MATERIAL SUPPLIED:
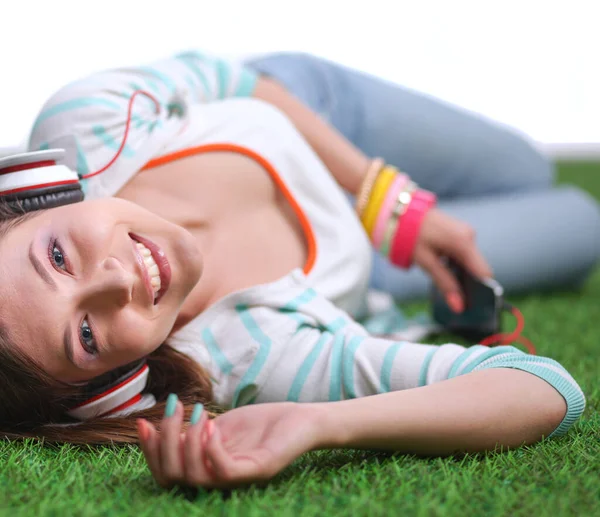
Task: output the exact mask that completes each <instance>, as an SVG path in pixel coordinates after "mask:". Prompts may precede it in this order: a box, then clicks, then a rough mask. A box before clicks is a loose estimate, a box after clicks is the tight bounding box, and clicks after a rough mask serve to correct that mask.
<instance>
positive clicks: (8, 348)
mask: <svg viewBox="0 0 600 517" xmlns="http://www.w3.org/2000/svg"><path fill="white" fill-rule="evenodd" d="M33 215H35V213H30V214H27V215H23V214H22V212H20V213H19V212H18V211H16V210H11V209H9V208H7V207H6V206H2V204H0V238H1V237H2V235H5V234H6V232H8V231H10V229H12V228H15V227H16V226H18V225H19V224H20V223H21V222H22V221H23V220H25V219H27V218H28V217H31V216H33ZM147 363H148V366H149V369H150V375H149V380H148V385H147V387H146V390H145V391H146V392H148V393H152V394H153V395H154V396H155V397H156V400H157V404H156V405H155V406H154V407H152V408H149V409H145V410H142V411H139V412H137V413H133V414H130V415H128V416H126V417H112V418H96V419H93V420H88V421H86V422H82V423H77V424H76V425H63V424H64V423H65V413H66V411H67V410H68V409H70V408H72V407H73V406H74V405H75V402H76V401H78V400H80V397H81V388H78V387H75V386H72V385H68V384H66V383H64V382H61V381H58V380H56V379H54V378H52V377H51V376H50V375H48V374H47V373H46V372H45V371H44V369H43V368H42V367H41V366H40V365H39V364H37V363H36V362H35V361H34V360H33V359H31V358H30V357H28V356H26V355H25V354H24V353H23V352H22V351H21V350H20V349H19V348H18V347H16V346H14V343H12V342H11V340H10V339H9V335H8V333H7V332H6V330H5V329H2V328H0V438H1V437H6V438H9V439H22V438H28V437H37V438H43V439H45V440H47V441H50V442H70V443H77V444H87V443H94V444H98V443H133V442H137V441H138V437H137V429H136V423H135V420H136V418H145V419H147V420H148V421H150V422H152V423H154V424H155V425H156V424H158V423H159V422H160V420H161V419H162V417H163V413H164V408H165V400H166V398H167V396H168V394H169V393H176V394H177V396H178V397H179V399H180V400H181V401H182V402H183V404H184V406H185V408H186V416H189V413H190V411H191V408H192V406H193V404H195V403H196V402H202V403H204V404H205V405H207V406H208V407H207V409H209V410H212V411H213V412H214V411H215V410H216V408H215V407H211V406H210V404H211V401H212V385H211V382H210V378H209V376H208V373H207V372H206V371H205V370H204V369H203V368H202V367H201V366H200V365H199V364H198V363H196V361H194V360H193V359H192V358H190V357H189V356H187V355H185V354H182V353H181V352H178V351H177V350H175V349H174V348H172V347H170V346H169V345H167V344H163V345H161V346H160V347H159V348H158V349H157V350H155V351H154V352H153V353H152V354H150V355H149V356H148V358H147Z"/></svg>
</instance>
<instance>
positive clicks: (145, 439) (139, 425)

THE TASK: Take each line of the material above that holds the string "instance" and copy it.

RESPONSE BOX:
Task: output the exact mask that completes each <instance>, as an SVG path in pixel coordinates after "mask:". Prompts may precede it in this order: a box, then clicks, then a rough mask. A box before clicks is a loose estimate, a box after clicks is the tight bounding box, and clicks after a rough mask serve to correct that mask.
<instance>
</instance>
<instance>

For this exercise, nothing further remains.